What to produce: Any image found in the entries is to be skipped; the rest is returned word for word.

Start of Available records

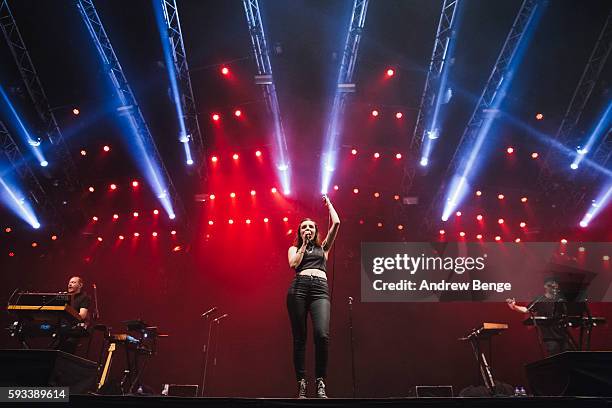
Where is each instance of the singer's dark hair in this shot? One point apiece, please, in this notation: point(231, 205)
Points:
point(297, 242)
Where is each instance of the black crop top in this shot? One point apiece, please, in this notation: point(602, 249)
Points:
point(314, 258)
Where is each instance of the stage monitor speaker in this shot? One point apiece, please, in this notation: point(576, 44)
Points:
point(572, 373)
point(183, 390)
point(47, 368)
point(434, 391)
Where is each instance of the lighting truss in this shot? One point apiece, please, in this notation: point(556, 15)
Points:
point(190, 115)
point(486, 103)
point(345, 77)
point(37, 94)
point(130, 105)
point(446, 27)
point(264, 69)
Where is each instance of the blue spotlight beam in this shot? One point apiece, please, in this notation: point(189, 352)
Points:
point(37, 94)
point(264, 69)
point(345, 79)
point(433, 89)
point(582, 93)
point(37, 193)
point(152, 165)
point(481, 120)
point(181, 68)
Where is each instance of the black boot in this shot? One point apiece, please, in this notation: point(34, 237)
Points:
point(302, 388)
point(321, 388)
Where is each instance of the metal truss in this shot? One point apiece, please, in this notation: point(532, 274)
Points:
point(126, 96)
point(485, 104)
point(179, 55)
point(438, 60)
point(264, 68)
point(579, 100)
point(37, 94)
point(37, 193)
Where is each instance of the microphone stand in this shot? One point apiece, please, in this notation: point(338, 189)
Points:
point(352, 345)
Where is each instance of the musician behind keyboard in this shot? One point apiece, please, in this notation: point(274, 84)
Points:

End of Available records

Result for this task:
Where is each instance of the singer's dark hair in this shot? One point apiece, please, in this notation: point(231, 205)
Points:
point(297, 242)
Where is each instance of the black crop top in this shot? One point apiece, please, in this notation: point(602, 249)
Points:
point(314, 258)
Where is each instance of the stage monitor speaker in this shot? One point apiece, please, in this notation: point(576, 44)
Points:
point(572, 373)
point(183, 390)
point(47, 368)
point(434, 391)
Where is each instance of the lighting truss in this shot? One point apiece, please, in this notation: point(556, 15)
Points:
point(190, 115)
point(486, 103)
point(345, 77)
point(37, 94)
point(130, 105)
point(446, 27)
point(264, 69)
Where is each instance of the blue spotlight beam in this shot? One point apiece, please, in this notation: point(189, 352)
Points:
point(37, 94)
point(264, 69)
point(345, 79)
point(433, 89)
point(582, 93)
point(37, 193)
point(152, 165)
point(481, 120)
point(181, 68)
Where is each instance of the black boot in this shot? One point apiece, please, in this notation: point(34, 237)
Points:
point(302, 388)
point(321, 388)
Where is each instance of the metal truss in this shot? One point apiece, please, in this notation: point(532, 274)
Points:
point(126, 96)
point(485, 104)
point(179, 55)
point(438, 60)
point(264, 68)
point(579, 100)
point(37, 94)
point(37, 193)
Where is each instance of the microphone stand in this shot? One point apiece, please, in this notation: point(338, 189)
Points:
point(352, 345)
Where is each instance of the musician behind keyboard in this shot? One point apiece, please, in this notation: point(274, 84)
Points:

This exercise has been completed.